> _TEXT PROVIDED_:
********
FL v. Isaiah Chance, Sean Gathright, et.al.: Julio Foolio Murder Trial – Image for illustrative purposes only (Image credits: Unsplash)
Tampa, Fla. – A jury has found four men guilty of first-degree murder and conspiracy in the targeted shooting of rising rapper Charles Jones, known professionally as Julio Foolio. The May 12 verdict came after more than seven hours of deliberation and leaves each defendant facing a possible death sentence. The same panel will return Monday to begin the penalty phase. Prosecutors described the killing as the latest act in a long-running gang conflict that spilled from Jacksonville into a Tampa hotel parking lot on Jones’s 26th birthday.
The Guilty Verdicts
Isaiah Chance, 23, Sean Gathright, 20, Rashad Murphy, 32, and Davion Murphy, 29, were each convicted on both counts. All four men are documented members of either the ATK or 1200 gangs, according to testimony. A fifth person, Alicia Andrews, Chance’s girlfriend, was convicted earlier for her role in scouting locations. The jury rejected defense arguments that some defendants lacked direct involvement or were never placed at the scene by reliable evidence.
How the Attack Unfolded
Surveillance video captured masked gunmen exiting vehicles at a Homes 2 Suites hotel and opening fire on cars linked to Jones. Three other people were wounded in the barrage. Prosecutors said Gathright, Rashad Murphy and Davion Murphy carried out the shooting while Chance and Andrews helped track the victim’s movements. Jones was struck multiple times, including a fatal chest wound that severed major arteries. The medical examiner ruled the death a homicide.
Roots in a Jacksonville Gang War
Investigators traced the motive to a years-long rivalry between Jones’s 6 Block gang and the ATK and 1200 groups. Social-media posts, text messages and “drill rap” videos documented escalating threats and taunts between the factions. Detectives testified that the defendants traveled together from Jacksonville, followed Jones southwest, and coordinated the ambush after he publicly shared his Tampa birthday plans. No shell casings were recovered inside the victim’s vehicle, indicating the shots came from outside as he tried to escape.
********
Collected data entries:
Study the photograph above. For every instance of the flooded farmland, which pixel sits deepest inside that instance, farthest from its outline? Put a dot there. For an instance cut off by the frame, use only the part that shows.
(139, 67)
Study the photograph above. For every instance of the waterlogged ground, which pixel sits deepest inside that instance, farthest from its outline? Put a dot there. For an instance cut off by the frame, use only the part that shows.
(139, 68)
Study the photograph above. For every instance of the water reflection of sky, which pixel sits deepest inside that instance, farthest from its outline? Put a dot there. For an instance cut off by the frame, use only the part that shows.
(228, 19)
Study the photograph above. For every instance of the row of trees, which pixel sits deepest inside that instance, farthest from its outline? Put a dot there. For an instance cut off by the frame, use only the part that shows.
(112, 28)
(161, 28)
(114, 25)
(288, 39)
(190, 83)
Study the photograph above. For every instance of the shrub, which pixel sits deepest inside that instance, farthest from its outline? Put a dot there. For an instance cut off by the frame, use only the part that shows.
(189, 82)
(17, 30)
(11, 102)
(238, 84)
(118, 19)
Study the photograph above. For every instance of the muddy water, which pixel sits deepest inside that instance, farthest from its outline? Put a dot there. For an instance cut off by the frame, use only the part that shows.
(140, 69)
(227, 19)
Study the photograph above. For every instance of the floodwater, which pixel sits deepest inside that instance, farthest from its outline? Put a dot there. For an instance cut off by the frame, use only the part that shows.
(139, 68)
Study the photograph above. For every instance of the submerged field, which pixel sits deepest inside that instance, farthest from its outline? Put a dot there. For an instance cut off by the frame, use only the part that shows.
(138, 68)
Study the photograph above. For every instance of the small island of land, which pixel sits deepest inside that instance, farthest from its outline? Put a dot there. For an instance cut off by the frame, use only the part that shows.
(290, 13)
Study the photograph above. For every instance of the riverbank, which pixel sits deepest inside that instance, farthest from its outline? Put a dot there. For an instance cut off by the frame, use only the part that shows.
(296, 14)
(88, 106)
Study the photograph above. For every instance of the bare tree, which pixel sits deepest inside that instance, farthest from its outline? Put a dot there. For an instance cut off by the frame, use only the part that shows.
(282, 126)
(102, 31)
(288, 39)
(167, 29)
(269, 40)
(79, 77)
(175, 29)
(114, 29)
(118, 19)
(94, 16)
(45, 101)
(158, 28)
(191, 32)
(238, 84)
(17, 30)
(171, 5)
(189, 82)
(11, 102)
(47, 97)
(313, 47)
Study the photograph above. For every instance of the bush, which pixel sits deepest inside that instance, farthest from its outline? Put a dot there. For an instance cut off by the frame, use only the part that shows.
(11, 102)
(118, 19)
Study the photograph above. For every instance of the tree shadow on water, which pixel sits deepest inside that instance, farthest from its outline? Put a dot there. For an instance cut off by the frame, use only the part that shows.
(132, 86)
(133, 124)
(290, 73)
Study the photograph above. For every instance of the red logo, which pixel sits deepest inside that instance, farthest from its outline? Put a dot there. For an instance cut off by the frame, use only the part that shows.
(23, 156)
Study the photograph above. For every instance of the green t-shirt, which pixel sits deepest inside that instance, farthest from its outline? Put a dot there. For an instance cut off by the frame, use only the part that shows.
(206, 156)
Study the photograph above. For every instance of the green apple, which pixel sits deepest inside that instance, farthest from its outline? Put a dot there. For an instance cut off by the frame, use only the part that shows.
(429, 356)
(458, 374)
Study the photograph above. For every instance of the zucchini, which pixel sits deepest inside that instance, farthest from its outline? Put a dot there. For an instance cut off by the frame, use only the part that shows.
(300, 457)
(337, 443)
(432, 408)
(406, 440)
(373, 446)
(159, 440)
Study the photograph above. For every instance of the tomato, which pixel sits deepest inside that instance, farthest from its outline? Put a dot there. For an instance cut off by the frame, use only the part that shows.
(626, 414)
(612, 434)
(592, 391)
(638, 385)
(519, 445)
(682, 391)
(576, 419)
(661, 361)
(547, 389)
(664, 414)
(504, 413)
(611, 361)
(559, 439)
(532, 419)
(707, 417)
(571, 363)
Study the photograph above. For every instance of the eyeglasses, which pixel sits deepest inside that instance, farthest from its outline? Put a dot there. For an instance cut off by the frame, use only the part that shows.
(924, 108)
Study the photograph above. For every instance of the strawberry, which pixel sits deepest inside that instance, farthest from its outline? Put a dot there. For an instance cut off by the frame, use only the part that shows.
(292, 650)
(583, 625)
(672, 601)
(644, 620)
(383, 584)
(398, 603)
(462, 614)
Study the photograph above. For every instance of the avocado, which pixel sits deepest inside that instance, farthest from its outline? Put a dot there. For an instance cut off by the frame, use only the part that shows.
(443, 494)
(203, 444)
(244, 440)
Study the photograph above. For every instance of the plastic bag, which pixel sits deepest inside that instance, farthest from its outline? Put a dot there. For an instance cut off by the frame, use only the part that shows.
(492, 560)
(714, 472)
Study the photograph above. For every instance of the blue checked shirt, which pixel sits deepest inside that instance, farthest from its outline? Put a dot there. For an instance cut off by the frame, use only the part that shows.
********
> _TASKS TO CARRY OUT_:
**a.** From the article on the Julio Foolio murder trial, reproduce the passage that begins at the words "How the Attack" and stops after the words "death a homicide.".
**b.** Translate into Spanish the following sentence from the article on the Julio Foolio murder trial: "The medical examiner ruled the death a homicide."
**c.** Write what comes next in the article on the Julio Foolio murder trial, continuing from its final sentence.

> _ANSWERS FOR EACH ITEM_:
**a.**
How the Attack Unfolded
Surveillance video captured masked gunmen exiting vehicles at a Homes 2 Suites hotel and opening fire on cars linked to Jones. Three other people were wounded in the barrage. Prosecutors said Gathright, Rashad Murphy and Davion Murphy carried out the shooting while Chance and Andrews helped track the victim’s movements. Jones was struck multiple times, including a fatal chest wound that severed major arteries. The medical examiner ruled the death a homicide.

**b.** El médico forense dictaminó que la muerte fue un homicidio.

**c.**
Key Evidence at Trial
Prosecutors built their case on a combination of cellphone records, hotel surveillance, DNA mixtures and witness accounts. One analyst matched DNA on rifle tape to Gathright as a major contributor. Gang-unit detectives linked the men through Instagram posts, shared rides and an Airbnb booking made days before the shooting. Defense attorneys countered that some phone data was imprecise, certain social-media references were ambiguous, and no forensic evidence tied every defendant to the weapons or clothing recovered.
What Comes Next
The penalty phase begins Monday, when the jury will decide whether the men receive life sentences or death. Florida law requires the panel to weigh aggravating and mitigating factors before recommending punishment. Judge Michelle Sisco, who presided over the trial, will not handle Andrews’s sentencing after an appeals court removed her from that case on bias grounds. Prosecutors have appealed the removal. The outcome will determine whether the four convicted men join the small number of Florida inmates facing capital punishment for a single targeted killing.